#### Data lines
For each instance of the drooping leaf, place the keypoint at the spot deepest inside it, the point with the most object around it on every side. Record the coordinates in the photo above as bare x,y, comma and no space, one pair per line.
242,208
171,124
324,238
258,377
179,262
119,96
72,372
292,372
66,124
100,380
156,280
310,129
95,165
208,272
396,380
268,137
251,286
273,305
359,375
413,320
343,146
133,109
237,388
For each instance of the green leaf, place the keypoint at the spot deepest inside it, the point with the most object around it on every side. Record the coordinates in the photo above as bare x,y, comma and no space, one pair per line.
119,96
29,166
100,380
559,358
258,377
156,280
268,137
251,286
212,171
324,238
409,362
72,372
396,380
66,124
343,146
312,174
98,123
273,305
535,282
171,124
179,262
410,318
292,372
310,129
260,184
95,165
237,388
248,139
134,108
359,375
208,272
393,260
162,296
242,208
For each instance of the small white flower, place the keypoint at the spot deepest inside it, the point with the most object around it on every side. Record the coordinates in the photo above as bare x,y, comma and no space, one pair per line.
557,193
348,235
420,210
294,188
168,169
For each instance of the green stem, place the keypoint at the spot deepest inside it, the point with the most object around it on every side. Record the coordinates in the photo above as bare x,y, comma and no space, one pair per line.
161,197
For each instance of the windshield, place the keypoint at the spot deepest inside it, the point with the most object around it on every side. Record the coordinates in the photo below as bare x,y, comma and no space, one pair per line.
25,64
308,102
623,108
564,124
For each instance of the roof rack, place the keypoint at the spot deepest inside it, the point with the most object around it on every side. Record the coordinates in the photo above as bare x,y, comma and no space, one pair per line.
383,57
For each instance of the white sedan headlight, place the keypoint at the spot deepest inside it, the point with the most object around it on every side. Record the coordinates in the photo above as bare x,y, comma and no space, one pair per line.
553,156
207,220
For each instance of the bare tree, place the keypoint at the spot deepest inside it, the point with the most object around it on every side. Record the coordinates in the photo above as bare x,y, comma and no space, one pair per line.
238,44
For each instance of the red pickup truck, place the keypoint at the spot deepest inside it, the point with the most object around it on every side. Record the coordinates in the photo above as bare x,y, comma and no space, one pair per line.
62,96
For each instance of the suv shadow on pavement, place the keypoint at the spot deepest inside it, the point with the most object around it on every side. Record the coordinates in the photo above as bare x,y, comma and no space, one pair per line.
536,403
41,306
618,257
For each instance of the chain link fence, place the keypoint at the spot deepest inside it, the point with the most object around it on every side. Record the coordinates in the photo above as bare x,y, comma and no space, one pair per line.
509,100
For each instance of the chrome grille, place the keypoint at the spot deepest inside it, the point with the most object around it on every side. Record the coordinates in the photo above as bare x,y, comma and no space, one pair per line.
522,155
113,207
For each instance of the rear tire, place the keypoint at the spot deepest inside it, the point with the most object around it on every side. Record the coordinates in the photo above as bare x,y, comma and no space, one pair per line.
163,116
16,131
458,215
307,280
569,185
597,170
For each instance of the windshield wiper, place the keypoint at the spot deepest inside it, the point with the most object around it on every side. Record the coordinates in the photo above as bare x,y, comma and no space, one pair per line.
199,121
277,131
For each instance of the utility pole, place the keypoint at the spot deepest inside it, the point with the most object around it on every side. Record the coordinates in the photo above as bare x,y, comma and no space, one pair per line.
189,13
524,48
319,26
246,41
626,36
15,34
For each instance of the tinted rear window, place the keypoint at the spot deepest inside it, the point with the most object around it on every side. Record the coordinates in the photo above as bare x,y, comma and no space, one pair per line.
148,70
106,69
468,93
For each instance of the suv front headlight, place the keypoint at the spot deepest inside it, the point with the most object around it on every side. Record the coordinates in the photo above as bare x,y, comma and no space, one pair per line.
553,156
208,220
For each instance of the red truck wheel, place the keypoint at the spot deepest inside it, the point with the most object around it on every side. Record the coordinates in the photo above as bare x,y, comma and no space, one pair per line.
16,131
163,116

#### Exercise aim
Copy exactly, word for word, the line with "For each instance of the windshield wiper, place" through the final line of the listing.

#### Answer to this problem
For each instance of the windshield wiper, place the keypoint at the spot deepest inside it, the point with the most object around it on every side. Record the coordinates in the photo above as bare x,y, comma and no space, one pair per line.
199,121
277,131
For each instance of the utility pole, place the keypoint at the spot deepest inside it, the point with the most object around it on every side. Record the coordinates in the photo above as bare x,y, comma and no space, one pair per line.
189,13
524,48
319,26
246,41
626,36
15,34
For each instance of the tinted rear window, place the keypoint at the spot deepest inside it, the point with the most object around it on every side. Record the coordinates in the photo above as bare x,y, comma and no space, one pair per line.
148,70
106,69
468,93
For each instance of the suv front headlight, place the keypoint at the spot deepest inside it, the point with the most object around it on every side. Record the coordinates in the photo above as bare x,y, comma and no space, one pair per line.
553,156
208,220
For each instance of the red truck wheel, place the keypoint at the spot deepest inside it, the point with the most object around it on every side. Record the coordinates in the photo above as bare x,y, comma and no space, one pair per line.
16,131
163,116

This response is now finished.